#### [Description of the task]
Print verbatim every line starting at the one that contains "Would you be able to mark the street" and ending at the final line of the records; include both endpoints.

#### [Records for the exercise]
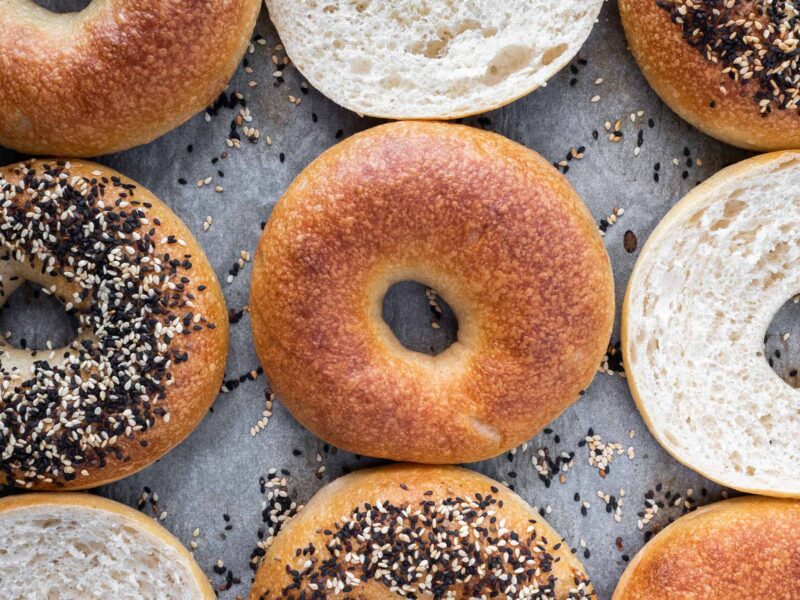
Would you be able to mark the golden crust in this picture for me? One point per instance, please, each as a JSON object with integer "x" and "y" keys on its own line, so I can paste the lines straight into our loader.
{"x": 690, "y": 84}
{"x": 196, "y": 381}
{"x": 689, "y": 204}
{"x": 738, "y": 549}
{"x": 116, "y": 75}
{"x": 130, "y": 516}
{"x": 489, "y": 224}
{"x": 383, "y": 484}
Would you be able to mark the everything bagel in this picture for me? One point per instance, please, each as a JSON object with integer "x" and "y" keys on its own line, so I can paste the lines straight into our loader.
{"x": 118, "y": 74}
{"x": 486, "y": 222}
{"x": 152, "y": 339}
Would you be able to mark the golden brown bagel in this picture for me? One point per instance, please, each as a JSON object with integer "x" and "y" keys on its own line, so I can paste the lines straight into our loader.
{"x": 742, "y": 549}
{"x": 118, "y": 74}
{"x": 391, "y": 509}
{"x": 486, "y": 222}
{"x": 166, "y": 385}
{"x": 81, "y": 546}
{"x": 694, "y": 80}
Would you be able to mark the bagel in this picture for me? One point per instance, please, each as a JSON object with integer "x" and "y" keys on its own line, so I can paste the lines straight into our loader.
{"x": 486, "y": 222}
{"x": 704, "y": 290}
{"x": 437, "y": 59}
{"x": 69, "y": 546}
{"x": 738, "y": 549}
{"x": 118, "y": 74}
{"x": 419, "y": 532}
{"x": 728, "y": 68}
{"x": 152, "y": 340}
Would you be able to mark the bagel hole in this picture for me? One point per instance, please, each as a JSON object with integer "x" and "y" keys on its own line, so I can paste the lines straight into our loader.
{"x": 420, "y": 318}
{"x": 30, "y": 318}
{"x": 782, "y": 342}
{"x": 63, "y": 6}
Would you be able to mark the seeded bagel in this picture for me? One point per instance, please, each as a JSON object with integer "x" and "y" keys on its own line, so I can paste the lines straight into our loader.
{"x": 117, "y": 74}
{"x": 703, "y": 293}
{"x": 370, "y": 534}
{"x": 77, "y": 546}
{"x": 491, "y": 226}
{"x": 152, "y": 341}
{"x": 728, "y": 68}
{"x": 740, "y": 549}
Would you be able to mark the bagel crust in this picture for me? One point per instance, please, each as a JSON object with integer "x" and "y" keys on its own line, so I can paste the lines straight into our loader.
{"x": 116, "y": 75}
{"x": 369, "y": 534}
{"x": 739, "y": 549}
{"x": 712, "y": 64}
{"x": 486, "y": 222}
{"x": 152, "y": 341}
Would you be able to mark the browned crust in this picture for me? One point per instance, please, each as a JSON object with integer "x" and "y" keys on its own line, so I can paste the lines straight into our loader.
{"x": 347, "y": 493}
{"x": 196, "y": 381}
{"x": 119, "y": 74}
{"x": 125, "y": 514}
{"x": 739, "y": 549}
{"x": 688, "y": 83}
{"x": 491, "y": 225}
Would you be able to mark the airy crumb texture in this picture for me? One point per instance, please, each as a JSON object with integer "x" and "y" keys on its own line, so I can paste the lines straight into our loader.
{"x": 49, "y": 552}
{"x": 433, "y": 58}
{"x": 703, "y": 294}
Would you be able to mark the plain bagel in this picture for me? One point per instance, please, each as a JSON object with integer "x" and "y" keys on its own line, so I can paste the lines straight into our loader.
{"x": 438, "y": 59}
{"x": 117, "y": 74}
{"x": 71, "y": 546}
{"x": 741, "y": 549}
{"x": 370, "y": 534}
{"x": 152, "y": 341}
{"x": 728, "y": 68}
{"x": 705, "y": 288}
{"x": 484, "y": 221}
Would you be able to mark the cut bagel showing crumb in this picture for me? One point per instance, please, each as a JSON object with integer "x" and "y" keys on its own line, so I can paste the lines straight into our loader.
{"x": 700, "y": 300}
{"x": 77, "y": 546}
{"x": 436, "y": 59}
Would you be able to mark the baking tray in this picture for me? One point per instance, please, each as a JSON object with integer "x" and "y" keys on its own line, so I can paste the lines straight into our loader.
{"x": 601, "y": 105}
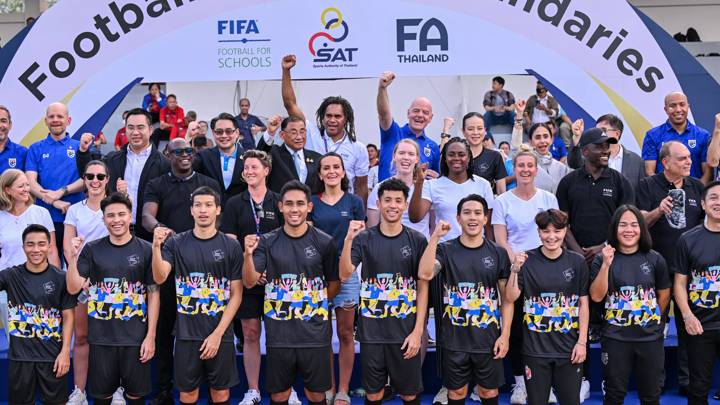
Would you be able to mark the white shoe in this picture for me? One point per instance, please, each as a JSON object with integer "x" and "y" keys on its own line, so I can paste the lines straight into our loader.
{"x": 518, "y": 394}
{"x": 294, "y": 400}
{"x": 584, "y": 390}
{"x": 118, "y": 398}
{"x": 77, "y": 397}
{"x": 252, "y": 397}
{"x": 441, "y": 397}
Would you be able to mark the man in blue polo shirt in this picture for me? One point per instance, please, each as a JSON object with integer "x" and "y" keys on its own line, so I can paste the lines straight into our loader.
{"x": 677, "y": 128}
{"x": 12, "y": 155}
{"x": 419, "y": 116}
{"x": 52, "y": 171}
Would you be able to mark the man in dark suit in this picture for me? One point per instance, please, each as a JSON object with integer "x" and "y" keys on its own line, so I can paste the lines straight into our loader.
{"x": 132, "y": 167}
{"x": 290, "y": 159}
{"x": 224, "y": 162}
{"x": 629, "y": 163}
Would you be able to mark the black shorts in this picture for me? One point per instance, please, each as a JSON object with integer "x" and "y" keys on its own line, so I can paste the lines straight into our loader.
{"x": 251, "y": 307}
{"x": 220, "y": 372}
{"x": 283, "y": 365}
{"x": 460, "y": 367}
{"x": 25, "y": 377}
{"x": 117, "y": 366}
{"x": 379, "y": 361}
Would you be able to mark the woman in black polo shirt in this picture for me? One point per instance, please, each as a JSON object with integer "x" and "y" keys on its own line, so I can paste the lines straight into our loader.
{"x": 633, "y": 281}
{"x": 252, "y": 212}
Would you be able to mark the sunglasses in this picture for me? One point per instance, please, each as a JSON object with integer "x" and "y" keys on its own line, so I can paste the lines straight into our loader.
{"x": 91, "y": 176}
{"x": 182, "y": 151}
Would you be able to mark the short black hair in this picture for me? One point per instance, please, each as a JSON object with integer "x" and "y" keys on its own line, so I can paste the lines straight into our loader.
{"x": 472, "y": 197}
{"x": 222, "y": 116}
{"x": 139, "y": 111}
{"x": 393, "y": 184}
{"x": 35, "y": 228}
{"x": 116, "y": 198}
{"x": 295, "y": 185}
{"x": 645, "y": 242}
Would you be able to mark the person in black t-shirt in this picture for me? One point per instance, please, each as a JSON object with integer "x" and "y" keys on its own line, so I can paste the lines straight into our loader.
{"x": 553, "y": 282}
{"x": 393, "y": 300}
{"x": 298, "y": 264}
{"x": 40, "y": 323}
{"x": 474, "y": 272}
{"x": 633, "y": 282}
{"x": 208, "y": 288}
{"x": 697, "y": 293}
{"x": 123, "y": 304}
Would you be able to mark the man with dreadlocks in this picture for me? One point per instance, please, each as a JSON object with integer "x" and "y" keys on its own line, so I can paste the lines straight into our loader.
{"x": 334, "y": 131}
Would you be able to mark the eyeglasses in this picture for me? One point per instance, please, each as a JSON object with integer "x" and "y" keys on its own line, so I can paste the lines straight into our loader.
{"x": 91, "y": 176}
{"x": 226, "y": 131}
{"x": 182, "y": 151}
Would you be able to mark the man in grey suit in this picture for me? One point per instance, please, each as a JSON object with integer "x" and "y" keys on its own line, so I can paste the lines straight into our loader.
{"x": 629, "y": 163}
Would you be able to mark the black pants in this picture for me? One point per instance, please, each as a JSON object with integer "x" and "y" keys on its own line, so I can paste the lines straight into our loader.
{"x": 702, "y": 351}
{"x": 620, "y": 358}
{"x": 543, "y": 373}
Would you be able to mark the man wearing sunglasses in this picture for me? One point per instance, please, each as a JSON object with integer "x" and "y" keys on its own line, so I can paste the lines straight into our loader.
{"x": 224, "y": 163}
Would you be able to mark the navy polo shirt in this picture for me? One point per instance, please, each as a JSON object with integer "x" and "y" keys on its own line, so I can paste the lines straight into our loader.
{"x": 54, "y": 163}
{"x": 12, "y": 157}
{"x": 429, "y": 149}
{"x": 695, "y": 138}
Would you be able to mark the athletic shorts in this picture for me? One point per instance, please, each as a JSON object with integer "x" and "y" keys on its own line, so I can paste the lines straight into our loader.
{"x": 379, "y": 361}
{"x": 220, "y": 372}
{"x": 459, "y": 368}
{"x": 311, "y": 363}
{"x": 117, "y": 366}
{"x": 25, "y": 377}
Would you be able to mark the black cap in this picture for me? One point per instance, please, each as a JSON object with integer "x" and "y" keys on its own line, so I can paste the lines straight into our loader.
{"x": 595, "y": 136}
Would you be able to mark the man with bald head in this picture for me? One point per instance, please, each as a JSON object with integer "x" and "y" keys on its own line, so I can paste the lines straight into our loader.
{"x": 677, "y": 128}
{"x": 419, "y": 116}
{"x": 51, "y": 168}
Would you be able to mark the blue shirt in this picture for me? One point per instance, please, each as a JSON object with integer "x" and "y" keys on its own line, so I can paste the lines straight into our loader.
{"x": 12, "y": 157}
{"x": 695, "y": 138}
{"x": 335, "y": 219}
{"x": 54, "y": 163}
{"x": 429, "y": 149}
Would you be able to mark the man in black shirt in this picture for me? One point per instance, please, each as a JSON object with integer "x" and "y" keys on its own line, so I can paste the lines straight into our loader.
{"x": 208, "y": 288}
{"x": 299, "y": 265}
{"x": 697, "y": 293}
{"x": 474, "y": 272}
{"x": 393, "y": 300}
{"x": 123, "y": 304}
{"x": 40, "y": 324}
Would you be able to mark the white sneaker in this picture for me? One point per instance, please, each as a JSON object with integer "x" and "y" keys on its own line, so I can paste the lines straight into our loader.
{"x": 118, "y": 398}
{"x": 294, "y": 400}
{"x": 77, "y": 397}
{"x": 252, "y": 397}
{"x": 441, "y": 397}
{"x": 584, "y": 390}
{"x": 518, "y": 395}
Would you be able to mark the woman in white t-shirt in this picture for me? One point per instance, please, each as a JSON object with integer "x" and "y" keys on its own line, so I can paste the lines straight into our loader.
{"x": 406, "y": 156}
{"x": 515, "y": 229}
{"x": 85, "y": 219}
{"x": 456, "y": 181}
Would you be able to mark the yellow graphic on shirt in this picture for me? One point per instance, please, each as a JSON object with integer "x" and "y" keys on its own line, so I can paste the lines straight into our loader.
{"x": 471, "y": 304}
{"x": 552, "y": 312}
{"x": 632, "y": 306}
{"x": 34, "y": 321}
{"x": 114, "y": 298}
{"x": 388, "y": 296}
{"x": 293, "y": 296}
{"x": 202, "y": 293}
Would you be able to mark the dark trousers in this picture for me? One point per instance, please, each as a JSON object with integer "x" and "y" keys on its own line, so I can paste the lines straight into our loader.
{"x": 543, "y": 373}
{"x": 702, "y": 352}
{"x": 620, "y": 358}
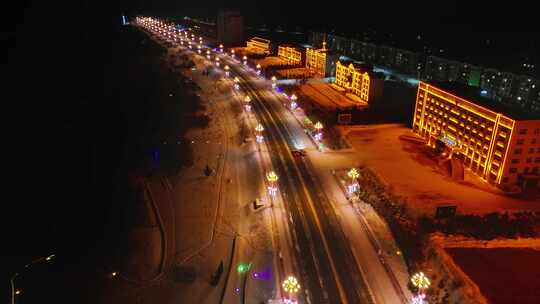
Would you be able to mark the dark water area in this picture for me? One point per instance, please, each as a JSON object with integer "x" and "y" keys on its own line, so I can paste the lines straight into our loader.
{"x": 89, "y": 109}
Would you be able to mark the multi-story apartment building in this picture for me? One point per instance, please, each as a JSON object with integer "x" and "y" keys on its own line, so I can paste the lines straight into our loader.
{"x": 292, "y": 54}
{"x": 516, "y": 90}
{"x": 321, "y": 61}
{"x": 359, "y": 80}
{"x": 230, "y": 28}
{"x": 259, "y": 45}
{"x": 501, "y": 145}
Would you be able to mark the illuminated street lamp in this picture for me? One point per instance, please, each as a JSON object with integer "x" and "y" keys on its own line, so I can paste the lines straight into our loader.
{"x": 418, "y": 299}
{"x": 318, "y": 127}
{"x": 258, "y": 69}
{"x": 291, "y": 286}
{"x": 16, "y": 291}
{"x": 272, "y": 178}
{"x": 259, "y": 128}
{"x": 353, "y": 175}
{"x": 247, "y": 100}
{"x": 420, "y": 281}
{"x": 293, "y": 99}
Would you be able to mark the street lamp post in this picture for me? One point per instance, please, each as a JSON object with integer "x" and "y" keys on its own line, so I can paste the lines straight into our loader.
{"x": 318, "y": 128}
{"x": 291, "y": 285}
{"x": 258, "y": 69}
{"x": 16, "y": 291}
{"x": 259, "y": 128}
{"x": 353, "y": 175}
{"x": 293, "y": 102}
{"x": 272, "y": 179}
{"x": 420, "y": 281}
{"x": 247, "y": 100}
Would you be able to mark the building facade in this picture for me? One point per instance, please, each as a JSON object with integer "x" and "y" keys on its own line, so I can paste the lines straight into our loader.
{"x": 259, "y": 45}
{"x": 520, "y": 91}
{"x": 293, "y": 55}
{"x": 502, "y": 149}
{"x": 359, "y": 80}
{"x": 230, "y": 28}
{"x": 321, "y": 62}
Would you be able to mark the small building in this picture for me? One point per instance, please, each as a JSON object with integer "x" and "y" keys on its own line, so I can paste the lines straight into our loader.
{"x": 322, "y": 62}
{"x": 294, "y": 55}
{"x": 259, "y": 45}
{"x": 500, "y": 144}
{"x": 360, "y": 80}
{"x": 230, "y": 28}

#### [Solution to this task]
Would you be able to mark the street lamp post in this picture for me? One point per instance, please, each as a JSON object with integer "x" and "y" keys on its own line, so I can paste the lines straight into our loader.
{"x": 318, "y": 128}
{"x": 291, "y": 285}
{"x": 258, "y": 69}
{"x": 16, "y": 291}
{"x": 259, "y": 128}
{"x": 353, "y": 175}
{"x": 293, "y": 102}
{"x": 272, "y": 179}
{"x": 420, "y": 281}
{"x": 247, "y": 100}
Would you be able to mark the building facade in this picture for me? One point per instance, please, each as a JSON object with integer "x" and "y" keys on its own line, so I can paste the lines straight into our loader.
{"x": 259, "y": 45}
{"x": 520, "y": 91}
{"x": 293, "y": 55}
{"x": 502, "y": 149}
{"x": 359, "y": 80}
{"x": 230, "y": 28}
{"x": 321, "y": 62}
Would you be able to mark the small building in this picture for me? One point per instance, please, each as a JSON object with integer "x" and "y" keys on its own line, so I can paste the lines straight into our loader.
{"x": 322, "y": 62}
{"x": 294, "y": 55}
{"x": 259, "y": 45}
{"x": 500, "y": 144}
{"x": 360, "y": 80}
{"x": 230, "y": 28}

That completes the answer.